## Aim of the task
Can you rewrite the records below, swapping "simplified polygon" for "streamlined polygon" in every one of them and leaving everything else untouched?

## Segmentation dataset records
• • • • •

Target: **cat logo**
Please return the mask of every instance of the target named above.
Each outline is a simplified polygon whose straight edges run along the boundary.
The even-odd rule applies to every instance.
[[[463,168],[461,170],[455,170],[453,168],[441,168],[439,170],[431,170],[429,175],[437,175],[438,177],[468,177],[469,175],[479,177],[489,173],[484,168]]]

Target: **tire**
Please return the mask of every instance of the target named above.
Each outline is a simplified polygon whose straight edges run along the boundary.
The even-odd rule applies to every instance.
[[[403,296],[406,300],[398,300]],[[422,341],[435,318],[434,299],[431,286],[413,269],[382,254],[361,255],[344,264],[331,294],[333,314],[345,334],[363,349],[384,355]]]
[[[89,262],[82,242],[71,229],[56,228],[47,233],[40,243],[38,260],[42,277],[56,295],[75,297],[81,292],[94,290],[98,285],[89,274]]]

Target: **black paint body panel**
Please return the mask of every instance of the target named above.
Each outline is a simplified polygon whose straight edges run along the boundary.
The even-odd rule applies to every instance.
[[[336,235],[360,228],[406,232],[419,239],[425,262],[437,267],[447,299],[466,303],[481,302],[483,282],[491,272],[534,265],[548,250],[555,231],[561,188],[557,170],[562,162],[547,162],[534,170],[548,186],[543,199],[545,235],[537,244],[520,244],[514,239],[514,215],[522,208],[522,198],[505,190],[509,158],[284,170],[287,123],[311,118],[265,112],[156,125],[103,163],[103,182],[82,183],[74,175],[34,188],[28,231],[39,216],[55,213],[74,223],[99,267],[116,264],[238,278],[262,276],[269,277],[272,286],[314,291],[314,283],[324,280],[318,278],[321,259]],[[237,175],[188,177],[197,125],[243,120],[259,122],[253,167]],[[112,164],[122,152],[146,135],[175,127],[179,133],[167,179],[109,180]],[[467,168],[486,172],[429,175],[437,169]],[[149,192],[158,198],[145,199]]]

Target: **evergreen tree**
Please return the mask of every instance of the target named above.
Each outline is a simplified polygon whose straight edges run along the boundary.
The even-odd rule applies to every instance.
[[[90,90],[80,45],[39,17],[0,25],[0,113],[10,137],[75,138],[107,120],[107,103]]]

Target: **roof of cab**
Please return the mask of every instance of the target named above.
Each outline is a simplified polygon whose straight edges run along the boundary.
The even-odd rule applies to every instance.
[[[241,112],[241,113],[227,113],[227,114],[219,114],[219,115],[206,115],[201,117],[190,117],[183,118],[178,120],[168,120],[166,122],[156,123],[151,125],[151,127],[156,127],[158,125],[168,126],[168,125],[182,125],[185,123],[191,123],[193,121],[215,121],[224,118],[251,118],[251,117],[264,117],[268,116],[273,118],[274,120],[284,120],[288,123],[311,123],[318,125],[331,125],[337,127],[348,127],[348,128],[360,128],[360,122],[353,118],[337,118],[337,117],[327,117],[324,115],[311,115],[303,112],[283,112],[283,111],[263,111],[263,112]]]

• • • • •

## Exercise answer
Target: **cat logo**
Please return the mask of every instance of the target named above.
Each outline is a streamlined polygon whose straight edges run along the boundary.
The even-odd rule applies to every instance.
[[[463,168],[461,170],[455,170],[453,168],[441,168],[439,170],[431,170],[429,175],[437,175],[438,177],[468,177],[469,175],[479,177],[489,173],[484,168]]]

Target: **tire**
Please return the mask of every instance of the target named above.
Each outline is a streamlined polygon whose straight edges run along the boundary.
The even-odd rule applies to every instance.
[[[403,296],[406,300],[398,300]],[[422,341],[435,318],[434,299],[431,286],[413,269],[382,254],[361,255],[344,264],[331,294],[333,314],[345,334],[363,349],[384,355]]]
[[[89,262],[82,242],[71,229],[56,228],[47,233],[40,243],[38,260],[42,277],[56,295],[75,297],[81,292],[94,290],[98,285],[89,274]]]

Target: **black paint body panel**
Please return the mask of every instance of the target named above.
Each outline is a streamlined polygon whose straight edges run along the boundary.
The even-odd rule applies to every instance.
[[[336,235],[360,228],[406,232],[419,239],[425,262],[437,267],[447,299],[466,303],[481,302],[483,282],[491,272],[534,265],[548,250],[555,231],[561,188],[557,170],[562,162],[547,162],[534,170],[548,186],[543,199],[545,235],[537,244],[520,244],[514,239],[514,215],[522,208],[522,198],[505,190],[509,158],[284,170],[287,123],[311,118],[265,112],[156,125],[103,163],[103,182],[82,183],[74,175],[34,188],[28,231],[39,216],[55,213],[74,223],[99,267],[116,264],[238,278],[262,276],[269,277],[272,286],[314,291],[314,283],[324,280],[318,278],[321,259]],[[237,175],[188,177],[197,125],[243,120],[259,122],[253,167]],[[112,164],[122,152],[146,135],[175,127],[179,133],[167,179],[109,180]],[[467,168],[486,172],[429,175],[437,169]],[[149,192],[158,198],[145,199]]]

Target: **evergreen tree**
Please return the mask of every instance of the target named above.
Each outline is a streamlined polygon whose straight edges run along the boundary.
The even-odd rule applies to every instance.
[[[90,90],[80,45],[39,17],[0,25],[0,113],[10,137],[75,138],[107,120],[107,103]]]

Target: **roof of cab**
Please return the mask of every instance of the target named above.
Each outline is a streamlined polygon whose straight edges run along the boundary.
The even-odd rule applies to every instance.
[[[241,112],[241,113],[227,113],[227,114],[219,114],[219,115],[206,115],[201,117],[190,117],[183,118],[178,120],[168,120],[166,122],[156,123],[151,125],[151,127],[156,127],[158,125],[168,126],[168,125],[182,125],[185,123],[191,123],[193,121],[215,121],[224,118],[251,118],[251,117],[264,117],[268,116],[273,118],[274,120],[284,120],[288,123],[311,123],[318,125],[331,125],[337,127],[348,127],[348,128],[360,128],[360,122],[353,118],[337,118],[337,117],[327,117],[324,115],[311,115],[303,112],[283,112],[283,111],[263,111],[263,112]]]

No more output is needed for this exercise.